### How to complete this task
Each entry should be duplicated verbatim; its pictures should not be.

### Image point grounding data

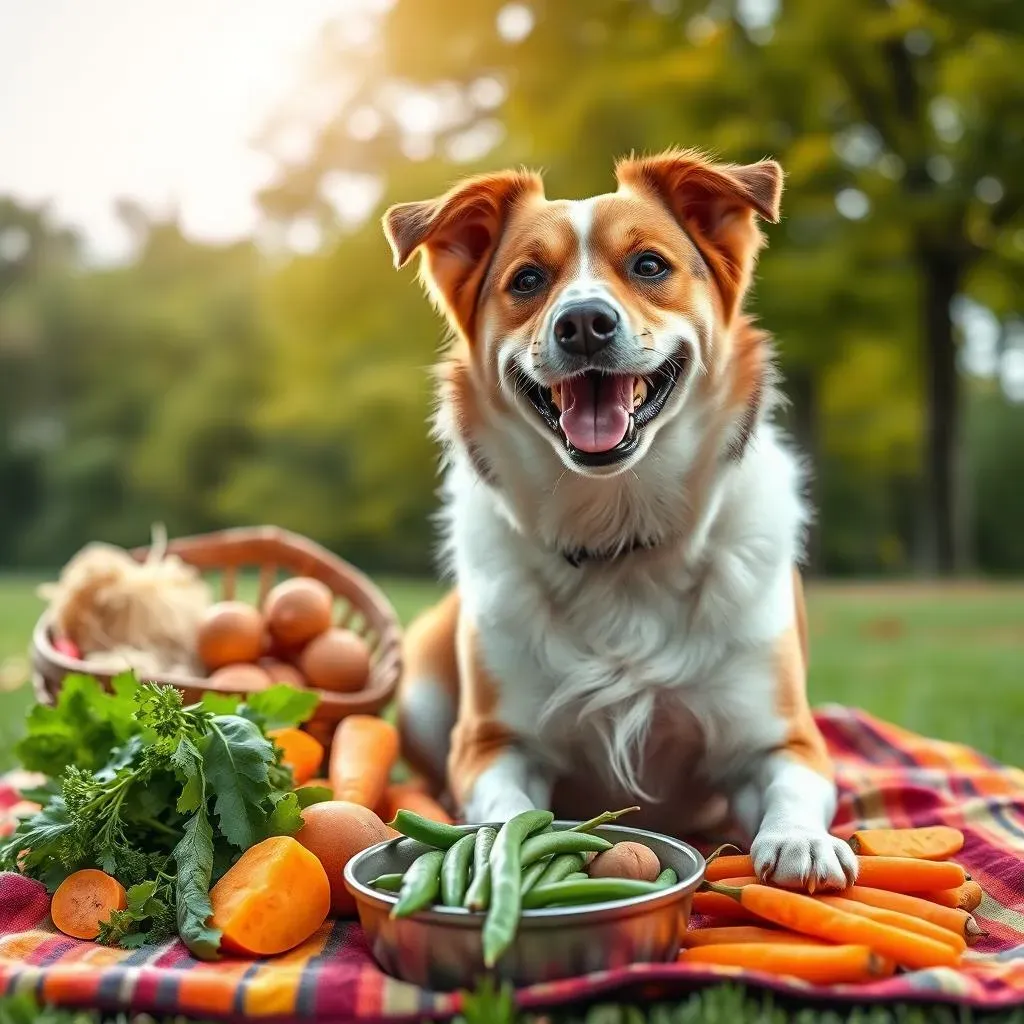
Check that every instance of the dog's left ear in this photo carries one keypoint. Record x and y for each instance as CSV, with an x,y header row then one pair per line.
x,y
458,233
717,204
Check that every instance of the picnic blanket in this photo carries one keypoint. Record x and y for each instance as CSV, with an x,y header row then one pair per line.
x,y
888,777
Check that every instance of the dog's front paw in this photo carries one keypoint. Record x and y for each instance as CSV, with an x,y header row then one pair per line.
x,y
803,858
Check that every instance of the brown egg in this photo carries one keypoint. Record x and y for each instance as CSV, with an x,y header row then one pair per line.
x,y
241,678
282,672
626,860
338,659
230,632
297,610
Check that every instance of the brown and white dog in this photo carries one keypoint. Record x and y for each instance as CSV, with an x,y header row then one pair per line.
x,y
622,517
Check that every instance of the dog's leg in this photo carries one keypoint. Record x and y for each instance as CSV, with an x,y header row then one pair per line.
x,y
790,804
491,773
428,695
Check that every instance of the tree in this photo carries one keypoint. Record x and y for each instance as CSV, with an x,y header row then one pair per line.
x,y
900,124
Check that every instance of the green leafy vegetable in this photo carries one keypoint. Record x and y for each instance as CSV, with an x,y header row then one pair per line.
x,y
161,796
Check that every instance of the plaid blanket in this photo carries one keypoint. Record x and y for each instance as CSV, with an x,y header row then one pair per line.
x,y
888,777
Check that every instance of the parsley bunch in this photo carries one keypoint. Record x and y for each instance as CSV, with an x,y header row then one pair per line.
x,y
161,796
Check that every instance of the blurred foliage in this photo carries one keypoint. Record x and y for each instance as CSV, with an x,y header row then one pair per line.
x,y
208,386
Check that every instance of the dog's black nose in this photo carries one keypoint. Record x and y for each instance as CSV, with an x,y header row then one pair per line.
x,y
586,328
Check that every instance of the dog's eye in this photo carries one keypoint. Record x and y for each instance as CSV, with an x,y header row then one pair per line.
x,y
649,265
526,281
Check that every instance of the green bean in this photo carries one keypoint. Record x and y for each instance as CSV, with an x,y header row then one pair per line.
x,y
532,875
389,883
561,866
506,870
455,870
420,885
588,891
435,834
478,895
561,842
604,818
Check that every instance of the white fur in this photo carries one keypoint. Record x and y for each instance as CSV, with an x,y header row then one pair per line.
x,y
593,663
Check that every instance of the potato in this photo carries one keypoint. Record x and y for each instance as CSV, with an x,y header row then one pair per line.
x,y
336,830
626,860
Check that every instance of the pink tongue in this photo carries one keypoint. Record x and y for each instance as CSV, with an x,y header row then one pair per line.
x,y
596,411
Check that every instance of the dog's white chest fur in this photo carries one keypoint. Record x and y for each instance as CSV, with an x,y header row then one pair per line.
x,y
596,657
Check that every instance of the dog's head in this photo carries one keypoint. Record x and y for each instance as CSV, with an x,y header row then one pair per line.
x,y
586,325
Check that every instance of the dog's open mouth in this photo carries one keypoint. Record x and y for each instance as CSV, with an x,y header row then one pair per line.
x,y
599,416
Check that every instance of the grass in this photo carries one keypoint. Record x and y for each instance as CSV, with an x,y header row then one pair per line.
x,y
942,660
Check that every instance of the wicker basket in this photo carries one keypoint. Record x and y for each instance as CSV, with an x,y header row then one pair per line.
x,y
274,554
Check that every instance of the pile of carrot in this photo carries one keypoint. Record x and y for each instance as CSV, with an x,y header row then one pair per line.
x,y
364,755
910,908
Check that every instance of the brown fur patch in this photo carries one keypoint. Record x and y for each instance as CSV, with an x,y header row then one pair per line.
x,y
478,738
717,204
804,742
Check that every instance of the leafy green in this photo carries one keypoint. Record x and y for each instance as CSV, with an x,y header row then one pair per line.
x,y
236,758
161,796
194,856
307,795
279,708
81,728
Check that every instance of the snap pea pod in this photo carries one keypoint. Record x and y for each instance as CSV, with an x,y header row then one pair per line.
x,y
455,870
506,877
419,887
604,818
478,895
587,891
532,875
435,834
560,867
562,842
389,883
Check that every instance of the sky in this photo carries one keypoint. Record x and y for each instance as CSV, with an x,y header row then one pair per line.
x,y
159,100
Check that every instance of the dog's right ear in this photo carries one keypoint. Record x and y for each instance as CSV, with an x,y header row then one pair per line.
x,y
457,233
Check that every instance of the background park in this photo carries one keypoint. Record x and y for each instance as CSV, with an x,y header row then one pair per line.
x,y
218,338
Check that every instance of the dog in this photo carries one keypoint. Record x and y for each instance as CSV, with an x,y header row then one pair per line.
x,y
623,519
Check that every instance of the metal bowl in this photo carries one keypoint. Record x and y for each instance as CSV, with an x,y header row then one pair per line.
x,y
440,948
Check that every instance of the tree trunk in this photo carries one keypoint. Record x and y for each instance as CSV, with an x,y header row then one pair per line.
x,y
941,275
803,393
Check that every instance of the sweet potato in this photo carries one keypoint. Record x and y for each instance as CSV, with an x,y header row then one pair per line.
x,y
84,900
271,899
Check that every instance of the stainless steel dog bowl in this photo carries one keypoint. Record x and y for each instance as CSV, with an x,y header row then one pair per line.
x,y
440,948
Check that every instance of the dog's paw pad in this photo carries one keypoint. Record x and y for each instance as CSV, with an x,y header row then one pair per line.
x,y
802,858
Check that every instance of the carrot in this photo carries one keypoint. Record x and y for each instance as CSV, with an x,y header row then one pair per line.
x,y
897,920
971,895
733,934
409,797
966,897
902,875
955,921
721,868
84,900
300,753
365,751
935,843
818,965
810,916
716,905
271,899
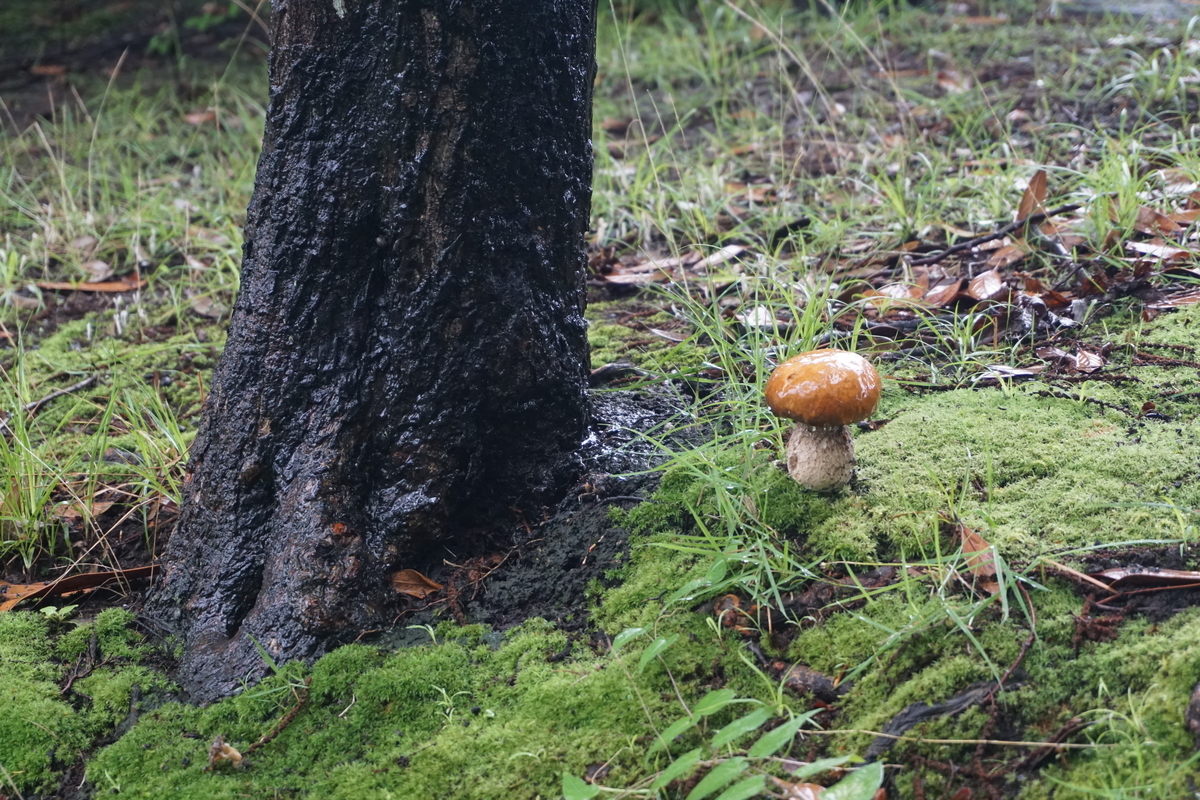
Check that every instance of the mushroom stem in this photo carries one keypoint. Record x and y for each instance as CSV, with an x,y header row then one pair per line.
x,y
821,458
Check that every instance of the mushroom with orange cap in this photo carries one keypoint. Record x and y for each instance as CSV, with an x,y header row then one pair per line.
x,y
823,391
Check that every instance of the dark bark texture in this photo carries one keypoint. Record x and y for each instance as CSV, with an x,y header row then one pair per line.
x,y
407,356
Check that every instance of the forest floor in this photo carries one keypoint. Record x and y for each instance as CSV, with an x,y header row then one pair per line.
x,y
995,204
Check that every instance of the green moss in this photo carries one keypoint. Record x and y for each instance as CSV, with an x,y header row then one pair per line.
x,y
46,727
435,721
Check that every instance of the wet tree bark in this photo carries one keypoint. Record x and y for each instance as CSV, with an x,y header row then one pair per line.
x,y
406,362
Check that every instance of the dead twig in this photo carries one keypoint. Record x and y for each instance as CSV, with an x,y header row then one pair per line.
x,y
958,247
301,698
33,408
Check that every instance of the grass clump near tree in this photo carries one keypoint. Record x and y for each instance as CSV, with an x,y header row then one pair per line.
x,y
766,182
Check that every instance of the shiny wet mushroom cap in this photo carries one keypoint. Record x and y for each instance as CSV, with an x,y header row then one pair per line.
x,y
823,391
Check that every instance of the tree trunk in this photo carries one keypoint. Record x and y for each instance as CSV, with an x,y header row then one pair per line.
x,y
406,364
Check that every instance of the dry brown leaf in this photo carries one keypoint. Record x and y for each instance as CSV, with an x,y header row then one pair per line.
x,y
1035,196
221,752
981,560
13,593
798,791
97,270
1153,223
987,286
943,295
1158,248
1089,362
414,584
718,257
981,20
120,284
954,82
1149,577
1007,256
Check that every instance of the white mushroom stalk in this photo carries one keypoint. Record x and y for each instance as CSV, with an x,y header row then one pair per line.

### Task output
Check that every instance of the dog's left ear in this photo carries one keypoint. Record x and y for each instance as CSV, with an x,y header row then one pair per line.
x,y
458,233
717,204
Check that every instance of the picnic blanket in this photo carries one keypoint. Record x and y for each instance as CSV, with an x,y header row then one pair per line.
x,y
888,777
Check that every instance of the dog's front paw in this photo carries one keypoint. Record x and y for each instance as CSV, with an x,y header row then one pair per line.
x,y
803,858
Check that every instance of the brown egg in this photo carries one keypoint. Record x and y for each instance as CSV, with an x,y header row then one pair per line.
x,y
241,678
282,672
626,860
338,659
230,632
297,610
Check that every instance of the brown and white dog in this photo carries one keypoint. Record x and y for each instance as CSV, with an x,y header row then one pair per line.
x,y
622,517
Check that every instance of the dog's leg in this photo carries one keypoint. Record x and y for each instance as CSV, with an x,y header row then one pair per line.
x,y
790,804
491,773
428,695
Check that every instance of the tree in this photo carries one keypoint. Record x and y for each instance as CSV, with an x,y header row then one pair per line.
x,y
900,124
Check that every instance of the green leafy vegetable in this photo carries one keypoint. Record x and y for each instance as CSV, with an x,y header row then one pair per line.
x,y
161,796
Check that every instance of the plaid blanket in this photo carries one keypoint. Record x and y for each instance as CSV, with an x,y header row then one pair per line.
x,y
888,777
Check that every instance of the parsley bunch in this photo carries one keypoint. Record x and y for each instance as CSV, with an x,y header row then one pair per line.
x,y
161,796
Check that every instance of the blurred foliage in this photo carries one keypoint. Record x and y for each instance as CSV, with an x,y header row then one pair per line.
x,y
208,386
Check that every instance of the dog's black nose in this photo carries one keypoint. Record x and y for each instance as CSV, with an x,y header row then one pair per line.
x,y
586,328
Check that every instance of the dog's eye in this photo carries one keypoint. Record x and y for each instance as CSV, with an x,y header row then one pair per line.
x,y
649,265
526,281
Check that every instance of the green bean in this photo carries one keypoint. Record x and y for each instance as CSV, with an x,y header row then one pair per line.
x,y
532,875
389,883
561,866
506,870
455,870
420,885
588,891
435,834
478,895
561,842
604,818
Check that every instance of the white fur in this photo carries one keypoint. Record x and y for each instance as CSV, with an x,y header row then one pair per line.
x,y
593,663
Check that every instance of the potato in this photo carries one keypoint. Record x and y for each instance as CSV, with an x,y header row then one pair per line.
x,y
336,830
626,860
Check that every instance of the pink tongue in this photo carries one keypoint. Record x and y for each instance as CSV, with an x,y header row then one pair per line.
x,y
596,411
Check that every instance of the dog's white chest fur in this photo carries one keypoint. Record x and y for each instance as CSV, with an x,y header row then one pair per line.
x,y
596,657
Check that every instance of the dog's head in this photo carries one keypoint. Record x and y for each instance as CSV, with an x,y header row then one pair per line.
x,y
586,325
Check that every instance of the dog's open mouth in this photo carries one keypoint. Record x and y for each instance as CSV, with an x,y header row then one pair per line.
x,y
599,416
Check that every instance of the grass in this photo carries one keypoint. Record x and y for each instance as CSV, with an x,y header row then one pair per line.
x,y
942,660
Check that every instance of the wicker basket in this photo carries one keypoint. Record x and y for each instance as CSV, with an x,y header row then one pair per line.
x,y
274,554
Check that every instance of the pile of carrot in this photo carries one keypoint. Record x and y for each instance as CSV, with an x,y header row then one pair per line.
x,y
364,755
910,908
Check that every instance of the brown fur patch in this photo carries one keypoint. Record x and y for each instance as CSV, with an x,y header row then one pair per line.
x,y
478,738
717,204
804,742
Check that every instance of the leafy green in this photo carries one keypoint. Record x and y for each instance as CSV, with an x,y header row then one pair per line.
x,y
236,758
161,796
194,856
307,795
279,708
81,728
Check that every instance of the snap pea pod in this photo carries one keypoint. Record x and y for each instance as CSV, with an x,y header row then one pair per line.
x,y
455,870
506,877
419,887
604,818
478,895
587,891
532,875
435,834
560,867
562,842
389,883
Check that every instance of the sky in this photo carries one keypoint. Record x and y for each instance as CSV, with an x,y header row then one pair per line.
x,y
159,100
Check that every instance of the dog's right ear in this photo carries one keypoint. Record x and y for each instance as CSV, with an x,y header row then one pair per line.
x,y
457,233
Check that every instance of the background park in this photo carries one keypoint. Record x and y for each instance as CSV, with an x,y header row then one pair per line.
x,y
218,338
Check that every instance of the dog in this photo carries one keypoint. Record x and y for each instance as CSV, with an x,y header row then one pair per line.
x,y
623,519
Check that every instance of the metal bowl in this photo carries one keypoint. Record x and y for each instance as CSV, with an x,y header row then one pair per line.
x,y
440,948
Check that every instance of the tree trunk in this photo carries one keypoint. Record x and y for each instance as CSV, with an x,y header row then one pair per line.
x,y
941,275
803,393
Check that every instance of the sweet potato in this photo carries one keypoint. Record x and y for each instance as CSV, with an x,y header row then one pair per line.
x,y
84,900
271,899
Check that every instance of the stainless steel dog bowl in this photo carries one keypoint. Record x and y for each instance as CSV, with an x,y header row then one pair per line.
x,y
440,948
Check that every instance of the dog's paw pad in this photo carries one keypoint. Record x and y for each instance as CSV, with an x,y header row then one pair per line.
x,y
802,858
Check that every instance of the carrot in this photo carries one keypoint. Record x and y for each instance as CSV, with an x,y header row then one pair per line.
x,y
897,920
971,895
733,934
409,797
966,897
902,875
955,921
721,868
84,900
300,753
365,751
935,843
818,965
810,916
716,905
271,899
Check that every instance of the mushroom stem in this photo carries one keypoint. Record x and y for each instance as CSV, with an x,y header row then one pair per line.
x,y
821,458
Check that every instance of the mushroom with orange cap in this photo carries one keypoint. Record x and y for each instance as CSV, with an x,y header row then one pair per line.
x,y
823,391
Check that every instance of the dark bark texture in this photo carries one keypoint. Record x and y for each instance as CSV, with an x,y header row then one pair per line.
x,y
407,356
Check that every instance of the forest floor in this photo carries one keypoint. Record x and y for each instance as CSV, with an x,y header row then one pair per line.
x,y
995,204
Check that every instance of the green moss in this photo carries one keypoint. Record x and y for each instance as CSV, with an x,y header row then one pair per line.
x,y
46,727
435,721
Check that every instance of the wet tree bark in this photo carries one keypoint. Record x and y for each instance as CSV, with an x,y header row then one pair per line.
x,y
406,362
Check that every instance of the dead twig in this photo carries one keypoint. Record x and y for each instance as CSV, with an x,y header row then one pair per line.
x,y
958,247
301,698
33,408
Check that every instance of the grass clump near tree in this photo carries one keypoint. Record x and y for each instance as CSV, with an x,y header row then one pair per line.
x,y
766,182
Check that every instance of the shiny wet mushroom cap in this photo carries one keypoint. Record x and y for each instance as CSV, with an x,y header row then one pair per line.
x,y
823,391
Check that every instance of the tree trunk in this photo carries one keypoint. Record x and y for each instance as CSV, with an x,y header row then one pair per line.
x,y
406,364
Check that every instance of the dry brown leaf in this photo carries one keypoint. Record x and y for each instance as CSV, with an x,y header row then one pair per line.
x,y
1035,196
221,752
981,560
13,593
798,791
97,270
1153,223
987,286
943,295
1158,248
1089,362
414,584
718,257
981,20
120,284
954,82
1149,577
1007,256
Check that every instance of the white mushroom stalk in this photo carries one keypoint. Record x and y for each instance as CSV, with an x,y header row then one pair per line.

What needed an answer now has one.